- _Data in this exercise_

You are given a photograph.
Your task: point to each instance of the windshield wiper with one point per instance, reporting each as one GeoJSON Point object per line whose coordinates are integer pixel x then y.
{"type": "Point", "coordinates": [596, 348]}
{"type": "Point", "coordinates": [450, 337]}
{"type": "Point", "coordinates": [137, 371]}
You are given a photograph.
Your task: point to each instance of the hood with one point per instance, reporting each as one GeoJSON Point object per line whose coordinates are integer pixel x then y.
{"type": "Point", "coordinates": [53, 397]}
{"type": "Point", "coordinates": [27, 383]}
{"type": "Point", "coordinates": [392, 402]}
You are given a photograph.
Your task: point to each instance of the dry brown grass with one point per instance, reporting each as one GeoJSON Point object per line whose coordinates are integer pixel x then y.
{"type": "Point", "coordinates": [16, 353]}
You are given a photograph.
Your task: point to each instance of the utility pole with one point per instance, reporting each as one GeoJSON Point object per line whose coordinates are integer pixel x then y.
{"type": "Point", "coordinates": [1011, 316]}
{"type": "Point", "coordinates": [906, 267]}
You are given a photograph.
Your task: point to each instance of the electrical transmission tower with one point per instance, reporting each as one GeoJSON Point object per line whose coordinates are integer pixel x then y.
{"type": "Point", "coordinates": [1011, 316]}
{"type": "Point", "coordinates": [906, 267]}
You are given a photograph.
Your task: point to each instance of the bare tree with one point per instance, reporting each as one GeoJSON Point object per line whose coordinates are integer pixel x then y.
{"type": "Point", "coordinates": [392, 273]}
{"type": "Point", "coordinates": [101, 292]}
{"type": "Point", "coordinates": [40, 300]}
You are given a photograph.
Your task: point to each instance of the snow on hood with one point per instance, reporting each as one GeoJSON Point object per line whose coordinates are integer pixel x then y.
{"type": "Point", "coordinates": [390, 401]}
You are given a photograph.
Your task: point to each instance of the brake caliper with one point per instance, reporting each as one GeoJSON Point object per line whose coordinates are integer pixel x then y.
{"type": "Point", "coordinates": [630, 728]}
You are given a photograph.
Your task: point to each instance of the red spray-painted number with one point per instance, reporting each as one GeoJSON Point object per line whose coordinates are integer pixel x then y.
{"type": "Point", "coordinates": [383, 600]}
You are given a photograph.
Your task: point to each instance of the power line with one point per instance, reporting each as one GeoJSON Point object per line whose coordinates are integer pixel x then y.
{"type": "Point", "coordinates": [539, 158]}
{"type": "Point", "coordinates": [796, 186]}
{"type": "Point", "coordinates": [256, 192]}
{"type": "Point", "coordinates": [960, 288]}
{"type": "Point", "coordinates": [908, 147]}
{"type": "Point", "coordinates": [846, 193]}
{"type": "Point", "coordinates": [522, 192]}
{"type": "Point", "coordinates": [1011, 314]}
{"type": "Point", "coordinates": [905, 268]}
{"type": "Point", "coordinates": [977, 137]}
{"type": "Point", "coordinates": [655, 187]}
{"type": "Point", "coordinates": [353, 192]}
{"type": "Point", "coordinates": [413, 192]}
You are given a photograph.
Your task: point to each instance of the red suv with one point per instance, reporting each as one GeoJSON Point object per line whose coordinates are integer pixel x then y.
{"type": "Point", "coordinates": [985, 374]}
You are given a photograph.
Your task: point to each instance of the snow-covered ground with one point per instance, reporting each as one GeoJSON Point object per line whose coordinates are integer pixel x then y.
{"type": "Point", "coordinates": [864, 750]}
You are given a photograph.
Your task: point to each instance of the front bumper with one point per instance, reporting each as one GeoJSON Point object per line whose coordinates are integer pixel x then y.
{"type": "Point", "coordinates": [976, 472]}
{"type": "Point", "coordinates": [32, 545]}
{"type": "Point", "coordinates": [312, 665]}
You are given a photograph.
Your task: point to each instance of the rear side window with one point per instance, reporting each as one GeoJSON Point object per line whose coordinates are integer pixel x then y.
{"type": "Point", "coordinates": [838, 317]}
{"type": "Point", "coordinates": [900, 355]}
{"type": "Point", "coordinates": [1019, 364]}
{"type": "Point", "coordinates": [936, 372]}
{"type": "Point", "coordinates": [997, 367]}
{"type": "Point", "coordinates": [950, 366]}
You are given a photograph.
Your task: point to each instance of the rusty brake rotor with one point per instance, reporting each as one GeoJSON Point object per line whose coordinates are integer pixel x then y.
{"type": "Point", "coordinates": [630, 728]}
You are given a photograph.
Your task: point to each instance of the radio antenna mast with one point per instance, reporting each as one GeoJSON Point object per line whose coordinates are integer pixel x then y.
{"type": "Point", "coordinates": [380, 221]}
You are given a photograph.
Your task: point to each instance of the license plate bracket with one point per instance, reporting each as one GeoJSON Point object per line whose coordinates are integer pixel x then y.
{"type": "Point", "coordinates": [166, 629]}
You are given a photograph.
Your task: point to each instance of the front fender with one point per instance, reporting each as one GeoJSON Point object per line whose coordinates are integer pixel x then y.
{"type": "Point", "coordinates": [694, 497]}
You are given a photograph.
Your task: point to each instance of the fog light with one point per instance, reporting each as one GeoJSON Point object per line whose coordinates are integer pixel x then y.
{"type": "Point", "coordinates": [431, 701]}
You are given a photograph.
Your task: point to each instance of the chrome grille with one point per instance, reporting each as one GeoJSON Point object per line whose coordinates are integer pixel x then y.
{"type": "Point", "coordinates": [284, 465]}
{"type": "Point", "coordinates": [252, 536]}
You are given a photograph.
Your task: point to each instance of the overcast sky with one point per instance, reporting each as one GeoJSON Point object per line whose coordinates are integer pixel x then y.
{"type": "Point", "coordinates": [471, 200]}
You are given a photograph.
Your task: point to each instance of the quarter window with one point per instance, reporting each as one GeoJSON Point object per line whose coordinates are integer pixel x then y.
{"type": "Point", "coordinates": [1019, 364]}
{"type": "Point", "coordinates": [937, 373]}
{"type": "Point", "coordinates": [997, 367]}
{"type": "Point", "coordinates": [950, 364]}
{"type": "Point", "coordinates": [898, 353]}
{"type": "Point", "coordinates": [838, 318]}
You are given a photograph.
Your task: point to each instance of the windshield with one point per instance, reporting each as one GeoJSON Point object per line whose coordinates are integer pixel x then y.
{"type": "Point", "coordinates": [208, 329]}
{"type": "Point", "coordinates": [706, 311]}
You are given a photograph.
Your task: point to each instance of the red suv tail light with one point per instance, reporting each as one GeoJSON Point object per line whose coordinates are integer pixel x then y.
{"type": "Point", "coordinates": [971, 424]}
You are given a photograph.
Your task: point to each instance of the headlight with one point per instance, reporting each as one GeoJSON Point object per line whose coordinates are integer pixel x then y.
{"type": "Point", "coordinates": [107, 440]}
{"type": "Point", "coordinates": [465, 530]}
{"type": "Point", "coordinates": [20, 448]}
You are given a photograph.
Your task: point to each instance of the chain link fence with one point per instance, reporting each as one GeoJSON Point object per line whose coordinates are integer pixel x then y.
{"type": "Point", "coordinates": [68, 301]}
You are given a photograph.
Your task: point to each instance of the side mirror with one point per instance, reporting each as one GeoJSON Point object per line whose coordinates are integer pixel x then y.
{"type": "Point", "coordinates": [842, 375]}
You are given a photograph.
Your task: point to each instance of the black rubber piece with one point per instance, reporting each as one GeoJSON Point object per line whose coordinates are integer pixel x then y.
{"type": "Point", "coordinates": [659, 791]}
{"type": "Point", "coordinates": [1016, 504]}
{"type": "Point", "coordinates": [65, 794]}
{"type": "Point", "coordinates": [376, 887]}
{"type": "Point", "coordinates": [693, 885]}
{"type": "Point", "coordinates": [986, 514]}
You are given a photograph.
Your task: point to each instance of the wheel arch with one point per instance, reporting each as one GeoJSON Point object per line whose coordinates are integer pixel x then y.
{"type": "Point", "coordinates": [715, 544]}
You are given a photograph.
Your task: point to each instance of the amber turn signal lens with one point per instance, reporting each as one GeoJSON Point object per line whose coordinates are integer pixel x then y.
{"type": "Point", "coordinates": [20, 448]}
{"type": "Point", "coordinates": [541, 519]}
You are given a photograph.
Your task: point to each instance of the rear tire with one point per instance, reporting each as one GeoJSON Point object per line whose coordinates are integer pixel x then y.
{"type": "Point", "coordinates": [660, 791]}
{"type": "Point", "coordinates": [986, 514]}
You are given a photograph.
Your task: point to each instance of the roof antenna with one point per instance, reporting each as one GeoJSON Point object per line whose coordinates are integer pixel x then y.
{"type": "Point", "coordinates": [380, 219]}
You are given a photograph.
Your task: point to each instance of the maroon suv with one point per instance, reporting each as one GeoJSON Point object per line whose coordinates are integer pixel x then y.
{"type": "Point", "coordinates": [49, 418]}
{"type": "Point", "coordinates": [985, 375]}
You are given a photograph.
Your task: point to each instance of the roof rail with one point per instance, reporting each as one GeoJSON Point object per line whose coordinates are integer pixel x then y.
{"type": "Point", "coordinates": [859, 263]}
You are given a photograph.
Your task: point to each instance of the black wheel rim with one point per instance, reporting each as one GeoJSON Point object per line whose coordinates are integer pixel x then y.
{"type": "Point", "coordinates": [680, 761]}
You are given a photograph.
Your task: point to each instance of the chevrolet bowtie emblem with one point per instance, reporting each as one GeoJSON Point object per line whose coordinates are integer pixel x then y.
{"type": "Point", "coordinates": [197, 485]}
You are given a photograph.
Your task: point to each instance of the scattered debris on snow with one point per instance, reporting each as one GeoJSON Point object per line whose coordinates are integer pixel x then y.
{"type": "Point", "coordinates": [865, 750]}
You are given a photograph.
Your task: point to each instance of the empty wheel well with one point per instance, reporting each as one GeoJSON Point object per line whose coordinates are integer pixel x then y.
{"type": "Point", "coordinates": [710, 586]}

==

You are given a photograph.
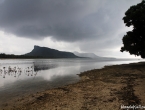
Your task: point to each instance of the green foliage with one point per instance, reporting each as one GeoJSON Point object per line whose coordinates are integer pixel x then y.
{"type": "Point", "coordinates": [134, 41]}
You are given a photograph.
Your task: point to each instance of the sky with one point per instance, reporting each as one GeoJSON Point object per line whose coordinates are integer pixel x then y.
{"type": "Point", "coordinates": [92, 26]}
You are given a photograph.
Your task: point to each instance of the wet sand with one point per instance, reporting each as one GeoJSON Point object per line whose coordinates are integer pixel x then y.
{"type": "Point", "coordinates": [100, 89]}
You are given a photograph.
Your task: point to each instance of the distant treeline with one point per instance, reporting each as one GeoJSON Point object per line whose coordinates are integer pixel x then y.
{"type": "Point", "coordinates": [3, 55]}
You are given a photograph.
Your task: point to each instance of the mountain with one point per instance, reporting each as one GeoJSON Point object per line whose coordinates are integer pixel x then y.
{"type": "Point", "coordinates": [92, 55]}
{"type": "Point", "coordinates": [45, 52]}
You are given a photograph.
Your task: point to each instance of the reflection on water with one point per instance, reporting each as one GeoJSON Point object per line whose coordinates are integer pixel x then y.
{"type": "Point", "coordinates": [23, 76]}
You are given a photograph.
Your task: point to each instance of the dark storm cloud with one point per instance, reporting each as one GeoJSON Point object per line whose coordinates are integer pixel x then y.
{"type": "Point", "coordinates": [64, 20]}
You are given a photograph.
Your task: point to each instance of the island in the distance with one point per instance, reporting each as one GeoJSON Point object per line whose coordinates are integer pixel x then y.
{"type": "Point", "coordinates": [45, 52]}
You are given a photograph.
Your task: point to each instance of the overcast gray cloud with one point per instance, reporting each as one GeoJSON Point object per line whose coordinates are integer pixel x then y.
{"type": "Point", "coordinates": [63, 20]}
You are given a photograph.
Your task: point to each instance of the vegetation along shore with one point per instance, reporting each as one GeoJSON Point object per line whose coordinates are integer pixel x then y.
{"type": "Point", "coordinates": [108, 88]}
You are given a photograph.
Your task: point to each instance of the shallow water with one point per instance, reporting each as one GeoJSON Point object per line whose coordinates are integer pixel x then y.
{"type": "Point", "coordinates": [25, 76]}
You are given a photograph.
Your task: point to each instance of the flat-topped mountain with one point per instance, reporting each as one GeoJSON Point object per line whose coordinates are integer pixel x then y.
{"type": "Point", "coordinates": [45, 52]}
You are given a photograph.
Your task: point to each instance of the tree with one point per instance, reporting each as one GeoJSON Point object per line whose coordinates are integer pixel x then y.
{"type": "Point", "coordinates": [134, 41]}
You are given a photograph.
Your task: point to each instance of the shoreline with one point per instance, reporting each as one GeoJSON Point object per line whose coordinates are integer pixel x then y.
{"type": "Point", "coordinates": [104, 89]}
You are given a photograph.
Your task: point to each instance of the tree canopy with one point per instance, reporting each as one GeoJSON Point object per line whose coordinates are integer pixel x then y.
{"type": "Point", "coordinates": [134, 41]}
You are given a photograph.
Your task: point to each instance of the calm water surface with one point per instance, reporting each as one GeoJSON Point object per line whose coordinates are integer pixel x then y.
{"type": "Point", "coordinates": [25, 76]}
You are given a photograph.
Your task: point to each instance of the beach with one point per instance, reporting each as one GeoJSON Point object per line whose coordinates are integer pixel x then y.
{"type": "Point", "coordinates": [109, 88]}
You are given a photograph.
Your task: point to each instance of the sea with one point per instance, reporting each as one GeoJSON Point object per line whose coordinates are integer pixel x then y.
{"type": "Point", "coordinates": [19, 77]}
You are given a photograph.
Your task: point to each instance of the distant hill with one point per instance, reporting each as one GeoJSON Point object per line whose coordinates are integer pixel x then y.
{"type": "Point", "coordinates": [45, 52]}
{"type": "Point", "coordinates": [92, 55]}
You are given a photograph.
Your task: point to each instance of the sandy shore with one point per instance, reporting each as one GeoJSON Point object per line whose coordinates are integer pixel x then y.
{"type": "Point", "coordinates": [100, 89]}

- _Task objective_
Pull out each of the lines above that contains the string "side". Capitalization counts.

- _Completed exercise_
Your task: point to each instance of the rear side window with one point per instance, reporting each as one GeoJSON Point object per line whose coordinates are integer pixel x then y.
Your task: point to each instance of the side mirror with one point per instance, reporting each as one GeoJSON Point object per line whose coordinates are integer pixel x then y.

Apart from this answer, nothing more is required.